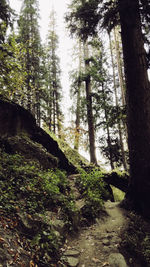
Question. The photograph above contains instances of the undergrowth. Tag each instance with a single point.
(92, 188)
(136, 239)
(27, 189)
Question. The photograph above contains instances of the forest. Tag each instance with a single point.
(48, 191)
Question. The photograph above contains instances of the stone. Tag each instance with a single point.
(117, 260)
(106, 242)
(17, 121)
(72, 252)
(72, 261)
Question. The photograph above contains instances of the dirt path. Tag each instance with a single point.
(98, 245)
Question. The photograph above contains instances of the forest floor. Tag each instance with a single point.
(99, 244)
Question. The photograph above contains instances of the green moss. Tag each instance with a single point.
(25, 188)
(118, 194)
(73, 156)
(137, 239)
(92, 187)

=====

WHAT THE EXERCISE ASKS: Leaving out any pictures, write the records above out exactly as they are.

RESPONSE BOX:
Question. The photograph above contains instances of the undergrowth. Tag each instance with a single point.
(92, 188)
(136, 239)
(27, 189)
Question. The photograph above contains instances of the forest. Tag each instance with a single point.
(48, 191)
Question. The photograph above contains instances of the stone. Tag each instance with a single point.
(117, 260)
(106, 242)
(17, 121)
(72, 252)
(72, 261)
Question. The photograph above contains instances of the dirt path. Tag each instance with a single point.
(98, 245)
Question. The photograph above contains instances of the forest floor. Tag each instance with a single point.
(99, 244)
Question. The photograph above contains instances of the green moss. Tag each instance with a single point.
(25, 188)
(118, 194)
(73, 156)
(137, 239)
(92, 187)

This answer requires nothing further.